### Tasks for this exercise
[a] Do the following statements agree with the lighthouse history? Answer yes or no for each, quoting the deciding words. (i) The lighthouse was built before the breakwater. (ii) Eba Ring rowed out to the breakwater to tend the light. (iii) The final cost of the breakwater came in below the 1856 estimate.
[b] Can you transcribe the stretch of the lighthouse history from "Between 1888 and" through "to tend it."?
[c] According to the lighthouse history, who put up a little wall across part of the harbor in 1832?

### Extracted text

━━━━━━━━━━━━━━━━━━━━━━━━━━━━━━

Many see Rockland Breakwater Lighthouse sitting nearly a mile from shore and think the breakwater must have been built to connect the light with solid land. Not true. The breakwater was built first to provide a safe harbor for vessels, and the lighthouse was added later to keep ships from running into it.

The intertwined history of Rockland’s breakwater and lighthouse began in 1827, when a small lantern was set on the northern side of the harbor entrance at Jameson Point. Then in 1832, Jeremiah Berry, the mason that built the first Pemaquid Lighthouse, erected a little wall across part of the harbor. Lack of funds forced construction of a bigger and better breakwater to be postponed for several decades.

Rockland Breakwater Lighthouse with redbrick fog signal
Photograph courtesy U.S. Coast Guard
In 1856, Lieutenant John Newton, Corps of Engineers, presented to the President of the United Sates the following reasons for a breakwater to shelter the harbor and waterfront at Rockland. Three hundred ships were locally owned, and about two hundred more traded with Rockland. The town’s primary resource was the manufacture of lime, made by quarrying limestone and heating it in kilns to convert it to lime for use in construction. The limekilns, many located along the waterfront, occasionally fell victim to storm-driven seas that raced into the harbor. In financial terms, at risk were over one million barrels of lime annually worth $800,000 and $200,000 for the 70,000 cords of wood burned to make the lime—not to mention the value of the ships and other trade, including fishing. Newton projected that to build 300 yards of breakwater using granite blocks, weighing from ¼ ton to over 2¼ tons each, would cost $156,742 plus 1/7 percent for contingencies.

Trade and steamship travel combined to make Rockport’s harbor one of the busiest in Maine. During 1879, keepers at nearby Owls Head Lighthouse counted 21,539 ships during the daytime and estimated another 10,000 sailed by at night. Backed by a citizens’ petition and a key Senator’s support, work finally began on the breakwater in 1881. Unfortunately, this created another problem.

“The breakwater, which the United States engineers are building, extending 1,600 feet from the shore, was, with the exception of a small portion of the outer end, entirely submerged at half-tide and presented a serious obstruction to the navigation of the harbor,” reported the Lighthouse Board in 1888. “The appropriation for building this breakwater being exhausted the engineer in charge was unable to mark the obstacle with a light. The Board, therefore, in view of the extreme danger to navigation of this submerged work, erected a temporary wooden beacon on the outer end, from which is shown a lantern light.”

Between 1888 and 1895, as the length of the breakwater was extended farther, the beacon was moved four times to mark the outer end. The original beacon was a fixed white lens lantern that hung on an iron crane set atop a stone beacon. On August 15, 1892, the white lantern was replaced by two fixed red lanterns, one mounted six feet above the other. Starting on April 23, 1888, Eba Ring, a part-time laborer, took responsibility for the light, rowing out to the breakwater to tend it.

The original plan for a short breakwater changed to two breakwaters, before ending up as a single, 7/8-mile-long, twenty-foot-wide breakwater completed on November 24, 1899. Severe storms that winter, however, showed that the breakwater needed to be taller, and a four-foot-tall cap, which included a forty-three-foot wide pad on its outer end for a lighthouse, was completed in 1901. Both the total cost of and the amount of stone needed for the breakwater greatly exceeded the 1856 estimates of $156,742 and 94,307 tons of granite. The final tallies were $880,093 and 768,774 tons.

━━━━━━━━━━━━━━━━━━━━━━━━━━━━━━

### Given records
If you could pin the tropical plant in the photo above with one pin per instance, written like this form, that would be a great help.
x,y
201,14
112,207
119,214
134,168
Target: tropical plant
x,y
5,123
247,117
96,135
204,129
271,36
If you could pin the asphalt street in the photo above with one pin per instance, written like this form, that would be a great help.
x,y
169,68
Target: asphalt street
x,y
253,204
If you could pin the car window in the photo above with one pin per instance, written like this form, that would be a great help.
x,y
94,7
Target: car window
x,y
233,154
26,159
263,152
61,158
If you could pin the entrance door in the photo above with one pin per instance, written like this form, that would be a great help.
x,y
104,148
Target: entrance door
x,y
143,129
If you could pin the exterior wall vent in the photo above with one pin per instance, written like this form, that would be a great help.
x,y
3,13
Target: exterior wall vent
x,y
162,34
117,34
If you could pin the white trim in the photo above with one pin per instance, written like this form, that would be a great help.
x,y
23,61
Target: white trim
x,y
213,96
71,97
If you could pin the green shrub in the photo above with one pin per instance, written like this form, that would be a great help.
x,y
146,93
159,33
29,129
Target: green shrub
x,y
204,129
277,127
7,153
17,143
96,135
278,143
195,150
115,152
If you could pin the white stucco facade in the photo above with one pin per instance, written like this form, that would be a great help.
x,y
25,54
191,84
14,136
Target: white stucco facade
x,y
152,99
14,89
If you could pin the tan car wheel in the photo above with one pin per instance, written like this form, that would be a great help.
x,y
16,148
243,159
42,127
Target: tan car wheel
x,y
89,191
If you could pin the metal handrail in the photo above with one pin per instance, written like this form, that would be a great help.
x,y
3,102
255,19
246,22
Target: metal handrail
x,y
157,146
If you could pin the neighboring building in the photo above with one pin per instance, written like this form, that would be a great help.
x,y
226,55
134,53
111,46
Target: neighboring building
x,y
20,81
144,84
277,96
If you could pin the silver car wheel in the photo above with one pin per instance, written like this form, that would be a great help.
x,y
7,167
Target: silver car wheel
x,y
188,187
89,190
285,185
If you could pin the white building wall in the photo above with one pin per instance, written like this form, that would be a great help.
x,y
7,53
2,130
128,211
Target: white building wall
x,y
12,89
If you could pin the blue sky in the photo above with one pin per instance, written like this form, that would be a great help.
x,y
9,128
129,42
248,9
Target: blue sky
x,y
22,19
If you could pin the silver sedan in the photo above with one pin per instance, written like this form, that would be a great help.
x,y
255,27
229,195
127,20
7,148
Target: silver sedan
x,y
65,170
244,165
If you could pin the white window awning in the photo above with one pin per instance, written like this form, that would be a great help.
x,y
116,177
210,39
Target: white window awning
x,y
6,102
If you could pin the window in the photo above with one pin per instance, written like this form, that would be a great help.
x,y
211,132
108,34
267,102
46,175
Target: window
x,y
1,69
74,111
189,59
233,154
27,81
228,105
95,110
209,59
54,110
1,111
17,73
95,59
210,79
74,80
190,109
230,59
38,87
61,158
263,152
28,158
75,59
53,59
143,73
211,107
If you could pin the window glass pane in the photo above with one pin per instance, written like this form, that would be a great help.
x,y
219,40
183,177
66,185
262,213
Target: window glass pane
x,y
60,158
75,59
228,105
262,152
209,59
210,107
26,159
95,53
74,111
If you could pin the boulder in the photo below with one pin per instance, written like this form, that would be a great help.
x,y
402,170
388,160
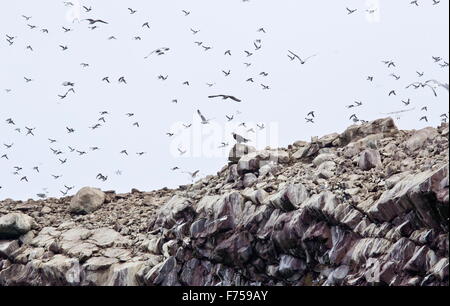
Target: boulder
x,y
238,151
14,225
87,200
369,159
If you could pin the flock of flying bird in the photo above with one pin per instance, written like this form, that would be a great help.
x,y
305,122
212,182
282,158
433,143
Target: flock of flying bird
x,y
292,55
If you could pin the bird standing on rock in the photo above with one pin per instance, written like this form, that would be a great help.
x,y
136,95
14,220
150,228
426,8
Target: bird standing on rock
x,y
239,138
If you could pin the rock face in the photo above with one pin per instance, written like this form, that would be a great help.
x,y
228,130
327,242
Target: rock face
x,y
87,200
365,207
14,225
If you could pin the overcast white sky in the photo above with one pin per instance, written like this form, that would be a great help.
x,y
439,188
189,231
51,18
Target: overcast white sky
x,y
349,48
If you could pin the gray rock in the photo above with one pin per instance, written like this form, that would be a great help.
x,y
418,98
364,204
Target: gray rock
x,y
238,151
87,200
369,159
14,225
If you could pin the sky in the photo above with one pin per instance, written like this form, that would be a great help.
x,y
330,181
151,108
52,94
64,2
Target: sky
x,y
346,50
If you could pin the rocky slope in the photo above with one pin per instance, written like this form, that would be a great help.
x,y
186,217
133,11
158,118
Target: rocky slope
x,y
365,207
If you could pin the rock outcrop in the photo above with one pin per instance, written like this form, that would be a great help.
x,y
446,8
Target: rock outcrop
x,y
365,207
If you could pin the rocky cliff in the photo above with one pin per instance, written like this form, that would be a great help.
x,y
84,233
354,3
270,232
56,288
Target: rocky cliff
x,y
365,207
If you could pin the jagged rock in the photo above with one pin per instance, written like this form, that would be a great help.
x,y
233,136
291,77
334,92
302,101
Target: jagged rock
x,y
421,138
311,214
289,198
238,151
7,247
369,159
252,162
324,157
14,225
87,200
249,180
356,132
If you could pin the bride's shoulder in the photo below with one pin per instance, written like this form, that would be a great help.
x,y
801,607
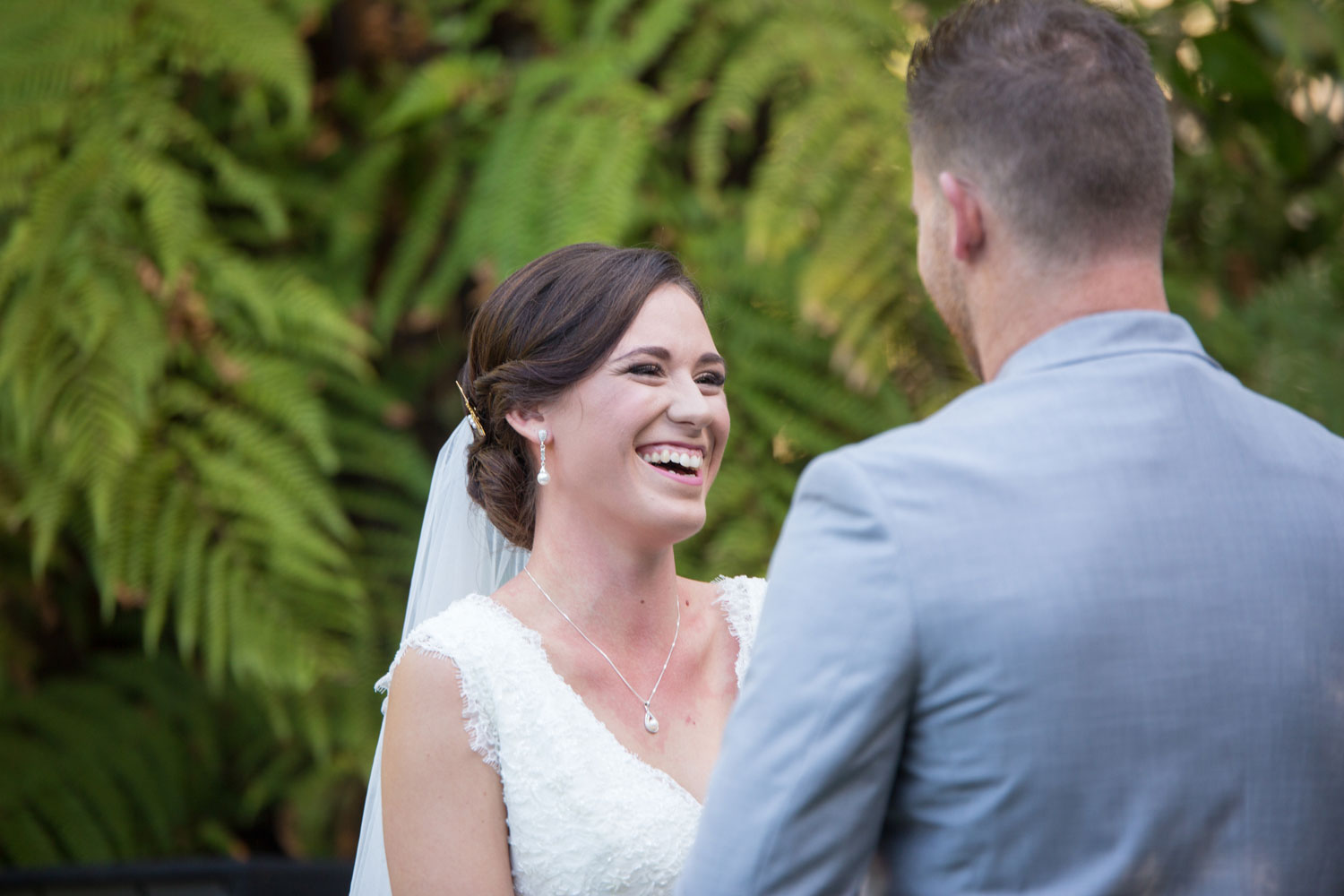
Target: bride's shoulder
x,y
746,590
467,632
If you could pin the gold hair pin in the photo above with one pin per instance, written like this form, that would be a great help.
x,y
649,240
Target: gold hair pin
x,y
470,411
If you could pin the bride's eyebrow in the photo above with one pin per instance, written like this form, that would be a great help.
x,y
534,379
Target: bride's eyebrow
x,y
663,355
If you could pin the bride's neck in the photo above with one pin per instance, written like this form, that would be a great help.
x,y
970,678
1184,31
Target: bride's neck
x,y
607,589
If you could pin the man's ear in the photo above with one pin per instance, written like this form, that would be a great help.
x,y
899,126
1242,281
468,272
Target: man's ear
x,y
968,228
527,422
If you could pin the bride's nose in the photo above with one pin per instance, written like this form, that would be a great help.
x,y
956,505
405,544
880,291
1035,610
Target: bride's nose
x,y
690,405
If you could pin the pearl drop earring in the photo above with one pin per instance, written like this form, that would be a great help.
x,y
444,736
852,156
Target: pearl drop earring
x,y
542,476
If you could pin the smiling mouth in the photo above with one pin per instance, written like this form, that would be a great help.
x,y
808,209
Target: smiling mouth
x,y
676,461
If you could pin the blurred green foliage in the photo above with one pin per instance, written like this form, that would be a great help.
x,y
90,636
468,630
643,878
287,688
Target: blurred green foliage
x,y
238,245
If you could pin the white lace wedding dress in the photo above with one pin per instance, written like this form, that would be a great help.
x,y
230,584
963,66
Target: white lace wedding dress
x,y
585,814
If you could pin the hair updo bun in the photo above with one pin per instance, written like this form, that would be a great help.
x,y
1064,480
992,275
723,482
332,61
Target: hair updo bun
x,y
542,331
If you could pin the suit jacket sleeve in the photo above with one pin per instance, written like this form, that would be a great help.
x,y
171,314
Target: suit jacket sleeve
x,y
803,783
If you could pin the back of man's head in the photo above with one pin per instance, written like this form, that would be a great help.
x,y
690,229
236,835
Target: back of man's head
x,y
1051,108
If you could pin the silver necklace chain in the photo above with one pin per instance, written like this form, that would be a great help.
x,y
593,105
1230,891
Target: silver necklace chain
x,y
650,721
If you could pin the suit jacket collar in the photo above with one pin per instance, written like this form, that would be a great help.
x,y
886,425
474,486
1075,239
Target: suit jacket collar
x,y
1105,335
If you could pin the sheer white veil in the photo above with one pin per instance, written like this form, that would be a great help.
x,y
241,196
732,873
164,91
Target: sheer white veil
x,y
460,552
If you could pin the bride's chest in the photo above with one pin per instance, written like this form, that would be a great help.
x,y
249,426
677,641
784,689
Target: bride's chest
x,y
585,813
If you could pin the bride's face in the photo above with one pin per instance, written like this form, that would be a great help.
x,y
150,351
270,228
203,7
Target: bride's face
x,y
658,395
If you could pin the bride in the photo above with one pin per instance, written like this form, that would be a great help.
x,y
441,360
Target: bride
x,y
556,735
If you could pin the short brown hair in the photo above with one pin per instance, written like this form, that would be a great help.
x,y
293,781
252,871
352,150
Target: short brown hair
x,y
542,331
1054,105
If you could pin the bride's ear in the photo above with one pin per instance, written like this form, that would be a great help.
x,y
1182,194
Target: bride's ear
x,y
527,422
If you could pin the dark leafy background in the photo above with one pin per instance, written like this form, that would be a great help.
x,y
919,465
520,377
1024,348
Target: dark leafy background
x,y
238,244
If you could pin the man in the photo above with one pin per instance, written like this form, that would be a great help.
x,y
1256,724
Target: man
x,y
1082,630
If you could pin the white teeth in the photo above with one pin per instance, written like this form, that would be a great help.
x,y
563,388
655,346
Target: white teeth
x,y
667,455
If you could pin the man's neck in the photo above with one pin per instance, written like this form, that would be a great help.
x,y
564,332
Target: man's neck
x,y
1031,301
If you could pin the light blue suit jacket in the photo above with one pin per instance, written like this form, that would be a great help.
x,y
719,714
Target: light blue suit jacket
x,y
1081,632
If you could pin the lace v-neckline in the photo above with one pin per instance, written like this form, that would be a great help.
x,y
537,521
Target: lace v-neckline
x,y
534,638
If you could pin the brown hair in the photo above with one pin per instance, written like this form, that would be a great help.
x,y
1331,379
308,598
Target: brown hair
x,y
1054,105
543,330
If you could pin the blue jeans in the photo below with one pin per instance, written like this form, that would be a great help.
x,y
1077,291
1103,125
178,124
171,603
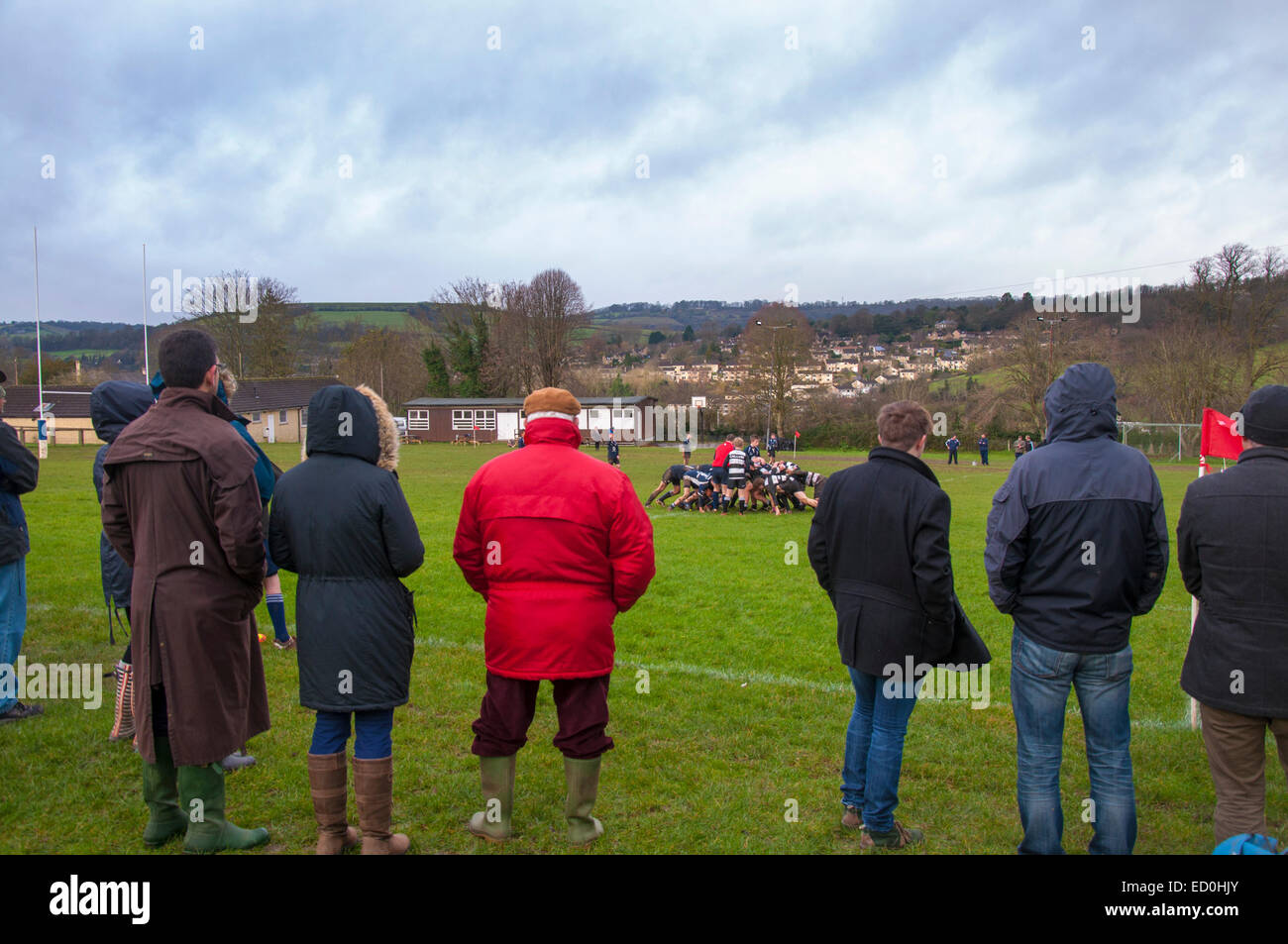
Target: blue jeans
x,y
874,747
374,738
1039,690
13,625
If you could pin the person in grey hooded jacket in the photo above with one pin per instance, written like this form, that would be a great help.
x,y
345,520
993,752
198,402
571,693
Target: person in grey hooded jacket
x,y
1077,546
342,523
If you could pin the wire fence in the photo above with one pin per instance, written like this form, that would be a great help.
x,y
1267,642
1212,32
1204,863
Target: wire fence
x,y
1177,441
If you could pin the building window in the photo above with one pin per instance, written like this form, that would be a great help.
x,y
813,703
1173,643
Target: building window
x,y
471,420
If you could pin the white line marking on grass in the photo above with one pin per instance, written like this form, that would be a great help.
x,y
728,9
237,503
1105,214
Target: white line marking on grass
x,y
786,681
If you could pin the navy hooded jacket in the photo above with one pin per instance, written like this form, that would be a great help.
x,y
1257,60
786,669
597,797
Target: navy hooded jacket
x,y
1077,537
342,523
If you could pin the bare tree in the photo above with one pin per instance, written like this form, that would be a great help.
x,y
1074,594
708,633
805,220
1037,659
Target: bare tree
x,y
510,368
777,342
261,343
467,317
555,309
389,362
1241,294
1186,366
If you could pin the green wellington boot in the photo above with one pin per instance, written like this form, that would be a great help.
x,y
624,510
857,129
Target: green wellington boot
x,y
161,794
201,790
583,777
492,822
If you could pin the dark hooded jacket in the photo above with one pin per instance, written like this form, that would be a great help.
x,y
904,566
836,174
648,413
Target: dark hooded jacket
x,y
18,472
342,523
114,406
1232,544
1077,536
879,545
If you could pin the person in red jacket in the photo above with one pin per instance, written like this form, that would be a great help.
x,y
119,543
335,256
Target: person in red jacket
x,y
558,545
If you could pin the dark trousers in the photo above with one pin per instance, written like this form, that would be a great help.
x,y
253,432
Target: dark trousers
x,y
374,733
509,706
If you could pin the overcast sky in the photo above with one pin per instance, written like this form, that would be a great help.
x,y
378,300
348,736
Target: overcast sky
x,y
655,151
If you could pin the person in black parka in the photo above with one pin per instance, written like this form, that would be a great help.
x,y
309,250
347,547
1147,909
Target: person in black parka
x,y
1232,543
342,523
114,406
879,545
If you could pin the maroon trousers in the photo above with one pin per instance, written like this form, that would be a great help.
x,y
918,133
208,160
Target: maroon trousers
x,y
509,706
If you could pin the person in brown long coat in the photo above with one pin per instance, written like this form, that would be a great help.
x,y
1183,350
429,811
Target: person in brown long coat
x,y
180,505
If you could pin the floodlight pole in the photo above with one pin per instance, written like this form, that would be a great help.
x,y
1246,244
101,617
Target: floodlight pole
x,y
40,376
147,372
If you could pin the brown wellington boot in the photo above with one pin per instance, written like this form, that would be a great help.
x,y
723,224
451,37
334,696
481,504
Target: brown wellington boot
x,y
374,787
330,790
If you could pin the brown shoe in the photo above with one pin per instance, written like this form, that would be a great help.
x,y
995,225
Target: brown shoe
x,y
374,787
898,837
330,790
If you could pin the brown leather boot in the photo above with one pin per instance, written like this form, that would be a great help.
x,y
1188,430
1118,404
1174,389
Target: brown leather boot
x,y
374,787
330,790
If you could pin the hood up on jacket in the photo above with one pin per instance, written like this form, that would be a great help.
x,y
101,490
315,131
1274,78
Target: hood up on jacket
x,y
343,423
389,438
114,404
1082,404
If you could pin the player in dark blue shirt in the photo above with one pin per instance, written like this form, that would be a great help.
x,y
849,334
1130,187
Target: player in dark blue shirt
x,y
671,479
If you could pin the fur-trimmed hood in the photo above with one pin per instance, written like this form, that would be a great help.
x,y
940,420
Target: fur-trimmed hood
x,y
389,438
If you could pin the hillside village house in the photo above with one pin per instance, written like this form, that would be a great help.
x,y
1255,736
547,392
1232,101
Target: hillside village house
x,y
277,410
498,419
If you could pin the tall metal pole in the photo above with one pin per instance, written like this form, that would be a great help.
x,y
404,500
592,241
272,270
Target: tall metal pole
x,y
40,376
147,367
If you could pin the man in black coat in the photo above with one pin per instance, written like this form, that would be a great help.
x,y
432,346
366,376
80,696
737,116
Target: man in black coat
x,y
18,474
879,544
1232,543
1077,546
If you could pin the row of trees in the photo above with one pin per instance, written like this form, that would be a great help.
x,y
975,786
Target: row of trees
x,y
505,339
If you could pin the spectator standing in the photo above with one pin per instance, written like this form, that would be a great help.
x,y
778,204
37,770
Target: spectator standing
x,y
553,587
1077,546
879,546
340,520
180,505
20,471
1232,543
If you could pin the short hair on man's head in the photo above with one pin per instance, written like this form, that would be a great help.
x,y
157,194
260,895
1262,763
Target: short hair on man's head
x,y
185,356
902,424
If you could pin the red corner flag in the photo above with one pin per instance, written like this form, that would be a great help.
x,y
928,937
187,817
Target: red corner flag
x,y
1219,438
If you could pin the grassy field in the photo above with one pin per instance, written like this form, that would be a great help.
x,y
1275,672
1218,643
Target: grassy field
x,y
742,721
377,318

━━━━━━━━━━━━━━━━━━━━━━━━━━━━━━

### Your responses
[a]
(i) No: "The breakwater was built first to provide a safe harbor for vessels, and the lighthouse was added later to keep ships from running into it."
(ii) Yes: "Eba Ring, a part-time laborer, took responsibility for the light, rowing out to the breakwater to tend it."
(iii) No: "Both the total cost of and the amount of stone needed for the breakwater greatly exceeded the 1856 estimates"

[b]
Between 1888 and 1895, as the length of the breakwater was extended farther, the beacon was moved four times to mark the outer end. The original beacon was a fixed white lens lantern that hung on an iron crane set atop a stone beacon. On August 15, 1892, the white lantern was replaced by two fixed red lanterns, one mounted six feet above the other. Starting on April 23, 1888, Eba Ring, a part-time laborer, took responsibility for the light, rowing out to the breakwater to tend it.

[c] Jeremiah Berry, the mason who built the first Pemaquid Lighthouse.